#### TO DO:
1) According to the court memorandum, why did the insurance company deny coverage for the restaurant fire? Answer in one to three sentences.
2) In the court memorandum, on what date did the fire at Hall's Restaurant occur?
3) Carry on the court memorandum from its last sentence.
____ PAGE TEXT
Depositors Insurance Company v. Hall's Restaurant, Inc.
MEMORANDUM AND ORDER re: 25 First MOTION for Daubert Hearing To Exclude Certain Opinion Testimony of Michael Presson filed by Defendant Hall's Restaurant, Inc.; motion is DENIED. Signed by District Judge Stephen N. Limbaugh, Jr on 3/26/14. (CSG)
UNITED STATES DISTRICT COURT
EASTERN DISTRICT OF MISSOURI
DEPOSITORS INSURANCE COMPANY,
HALL’S RESTAURANT, INC.,
Case No. 4:12CV1717 SNLJ
MEMORANDUM AND ORDER
Plaintiff Depositors Insurance Company filed this declaratory judgment action
seeking a determination of whether defendant is entitled to insurance coverage under a
fire loss policy issued by plaintiff. This matter is before the Court on Defendant’s
Daubert Motion to Exclude Certain Opinion Testimony of Michael Presson (ECF #25).
The motion has been briefed and is ready for disposition. For the reasons set forth below,
defendant’s motion will be denied.
On March 19, 2012, a fire occurred at Hall’s Restaurant in Ellington, Missouri.
Following the fire, defendant presented a claim to plaintiff under a commercial property
insurance policy seeking to recover insurance benefits for the fire damage. After an
investigation of the claim, plaintiff denied coverage on the grounds that the fire was
intentionally set by, or at the direction of, a representative of defendant. Plaintiff filed the
instant action seeking a judicial determination of the rights and obligations of the parties
to the insurance contract.
In making its claim decision, plaintiff relied in part on a report prepared by
Michael Presson, a certified fire investigator employed by Pyr-Tech, Inc. Plaintiff
retained Presson to conduct an origin and cause investigation of the Hall’s Restaurant
fire. Presson conducted a detailed investigation and concluded that the cause of the fire
was the deliberate application of an ignitable liquid, which was ignited by an open flame.
Presson sent a report to plaintiff outlining his investigative work, his opinions and
conclusions, and the bases for same.
In conducting his investigation of the Hall’s Restaurant fire, Presson conducted a
detailed examination of the fire scene. He documented the fire scene through
photographs and a diagram. He removed debris in order to view burn and char patterns.
He examined the burn and char patterns. He examined smoke damage and fire damage.
He also conducted an interview with the business owner and with an eyewitness who
observed the fire in its early stages. Based on these activities, he identified the area of
fire origin to be at floor level in the center of the main dining room.
________
____ STORED ROWS
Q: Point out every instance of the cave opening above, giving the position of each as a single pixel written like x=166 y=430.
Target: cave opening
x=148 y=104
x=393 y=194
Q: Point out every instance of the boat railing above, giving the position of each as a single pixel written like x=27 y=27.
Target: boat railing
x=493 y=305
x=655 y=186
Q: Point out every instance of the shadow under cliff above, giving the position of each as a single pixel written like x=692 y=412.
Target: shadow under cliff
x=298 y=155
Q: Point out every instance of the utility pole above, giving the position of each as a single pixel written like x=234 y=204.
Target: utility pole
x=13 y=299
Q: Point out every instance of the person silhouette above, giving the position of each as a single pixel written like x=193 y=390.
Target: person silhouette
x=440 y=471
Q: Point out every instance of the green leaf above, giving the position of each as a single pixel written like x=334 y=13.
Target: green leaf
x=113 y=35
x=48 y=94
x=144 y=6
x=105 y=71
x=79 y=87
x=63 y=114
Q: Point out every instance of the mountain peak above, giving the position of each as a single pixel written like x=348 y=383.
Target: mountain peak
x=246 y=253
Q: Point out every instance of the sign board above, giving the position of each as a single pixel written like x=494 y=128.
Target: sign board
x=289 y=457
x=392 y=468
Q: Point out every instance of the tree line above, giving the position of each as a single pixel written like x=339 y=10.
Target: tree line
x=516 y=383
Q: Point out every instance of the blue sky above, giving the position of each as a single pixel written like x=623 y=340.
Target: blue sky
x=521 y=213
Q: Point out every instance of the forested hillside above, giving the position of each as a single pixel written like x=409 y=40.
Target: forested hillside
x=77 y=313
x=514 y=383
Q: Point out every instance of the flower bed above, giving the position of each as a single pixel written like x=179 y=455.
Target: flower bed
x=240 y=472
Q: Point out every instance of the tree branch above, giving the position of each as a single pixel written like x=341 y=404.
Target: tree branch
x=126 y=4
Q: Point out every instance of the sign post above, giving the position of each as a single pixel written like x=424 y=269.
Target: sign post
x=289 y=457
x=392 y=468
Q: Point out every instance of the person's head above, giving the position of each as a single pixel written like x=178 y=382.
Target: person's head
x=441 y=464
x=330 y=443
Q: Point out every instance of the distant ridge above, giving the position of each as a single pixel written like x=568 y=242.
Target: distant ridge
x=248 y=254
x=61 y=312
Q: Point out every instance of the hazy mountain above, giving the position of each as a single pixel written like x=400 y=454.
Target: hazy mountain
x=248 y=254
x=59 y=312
________
#### OUTPUTS IN ORDER:
1) After investigating the claim, the insurance company denied coverage because it concluded that the fire was set on purpose by a representative of Hall's Restaurant, Inc. or at that representative's direction.

2) March 19, 2012.

3)
After identifying the area of fire origin, Presson conducted a detailed examination
to determine if there was a competent ignition source within the area of fire origin. His
examination did not reveal any competent ignition sources within the area of fire origin.
Presson observed an irregularly shaped fire pattern within the area of fire origin (on the
main dining room floor) which he believed was consistent with the pouring of an
ignitable liquid. Presson collected four debris samples from the area of fire origin and
sent them to a forensic chemist for analysis. The forensic chemist reported that all four
samples tested positive for the presence of an ignitable liquid, specifically, a light
Plaintiff has formally endorsed Presson as an expert witness in this case to offer
opinion testimony regarding the origin and cause of the fire. Plaintiff has provided
Presson’s expert report to defendant. Defendant now moves to exclude certain opinion
testimony by Presson. Defendant does not challenge Presson’s qualifications. Instead,
the basis for defendant’s motion is Presson’s failure to follow certain guidelines and
procedures set forth in the National Fire Protection Association (NFPA) 921 Guide for
Fire and Explosion Investigations, 2011 Edition. Specifically, defendant contends that
Presson failed to follow NFPA 921 procedures with respect to collection of a comparison
debris sample from the fire scene. Defendant also contends that Presson failed to follow
NFPA 921 guidelines with respect to determination of the ignition source for the fire by
using a negative corpus methodology.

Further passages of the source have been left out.